§ Problem to work on
Swap every "stone wall" in the data below for "rock wall" and write the data out again, changing nothing else and leaving out the pictures.

§ Data supplied
+ + +
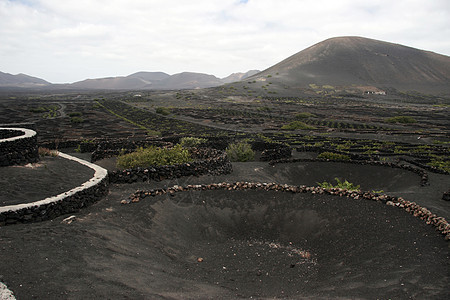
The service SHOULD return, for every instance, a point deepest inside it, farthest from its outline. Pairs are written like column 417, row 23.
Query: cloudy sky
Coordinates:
column 71, row 40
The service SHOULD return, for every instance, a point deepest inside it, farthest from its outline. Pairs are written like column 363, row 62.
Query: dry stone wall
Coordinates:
column 413, row 208
column 68, row 202
column 18, row 146
column 209, row 161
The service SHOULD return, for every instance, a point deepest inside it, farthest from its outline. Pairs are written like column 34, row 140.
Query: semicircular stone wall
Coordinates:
column 68, row 202
column 18, row 146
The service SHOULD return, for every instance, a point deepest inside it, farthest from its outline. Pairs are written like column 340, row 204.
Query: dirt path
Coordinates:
column 250, row 243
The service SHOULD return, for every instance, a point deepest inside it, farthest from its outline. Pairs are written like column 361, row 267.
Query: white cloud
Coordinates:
column 65, row 41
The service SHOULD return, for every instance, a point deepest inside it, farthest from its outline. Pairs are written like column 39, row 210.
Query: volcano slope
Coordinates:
column 347, row 61
column 230, row 244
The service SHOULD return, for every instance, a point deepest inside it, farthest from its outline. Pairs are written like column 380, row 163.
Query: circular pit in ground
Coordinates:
column 275, row 244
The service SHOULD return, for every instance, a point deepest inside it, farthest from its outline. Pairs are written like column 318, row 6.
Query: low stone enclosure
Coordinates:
column 68, row 202
column 18, row 146
column 411, row 207
column 207, row 161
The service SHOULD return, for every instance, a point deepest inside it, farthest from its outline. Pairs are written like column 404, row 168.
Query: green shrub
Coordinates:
column 241, row 151
column 76, row 120
column 305, row 115
column 339, row 184
column 297, row 125
column 401, row 119
column 47, row 152
column 333, row 156
column 154, row 156
column 192, row 141
column 440, row 164
column 163, row 111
+ + +
§ Solution to the exercise
The service SHOULD return, for every instance, a point deepest inside it, farthest from its outline. Pairs are written like column 417, row 23.
Query: cloudy sky
Coordinates:
column 71, row 40
The service SHOULD return, for every instance, a point deepest inside it, farthest from its outline. Pairs are written like column 363, row 62.
Query: dry rock wall
Coordinates:
column 413, row 208
column 68, row 202
column 18, row 146
column 209, row 161
The service SHOULD return, for every instance, a point deepest inside it, farthest from its outline. Pairs are written like column 34, row 140.
Query: semicircular rock wall
Coordinates:
column 68, row 202
column 18, row 146
The service SHOULD return, for every instance, a point deepest inside it, farthest from its outline. Pairs are written like column 340, row 204.
Query: dirt path
Coordinates:
column 250, row 243
The service SHOULD return, for every instance, a point deepest inside it, farthest from its outline. Pairs are written like column 361, row 267.
Query: white cloud
Coordinates:
column 65, row 41
The service SHOULD return, for every instance, a point deepest inside it, farthest from its outline. Pairs are written like column 39, row 210.
Query: volcano slope
Coordinates:
column 347, row 61
column 230, row 244
The service SHOULD return, for every instance, a point deepest inside it, farthest from its outline. Pairs are written like column 380, row 163.
Query: circular pit in ground
Coordinates:
column 275, row 244
The service SHOULD return, for every instance, a point deepest inside it, farthest from its outline. Pairs are written like column 318, row 6.
Query: low stone enclosure
Coordinates:
column 68, row 202
column 18, row 146
column 411, row 207
column 207, row 161
The service SHOULD return, for every instance, a point deepest inside it, farthest from its outline. Pairs are written like column 404, row 168.
Query: green shrub
Coordinates:
column 241, row 151
column 76, row 120
column 305, row 115
column 339, row 184
column 297, row 125
column 401, row 119
column 47, row 152
column 333, row 156
column 154, row 156
column 192, row 141
column 440, row 164
column 163, row 111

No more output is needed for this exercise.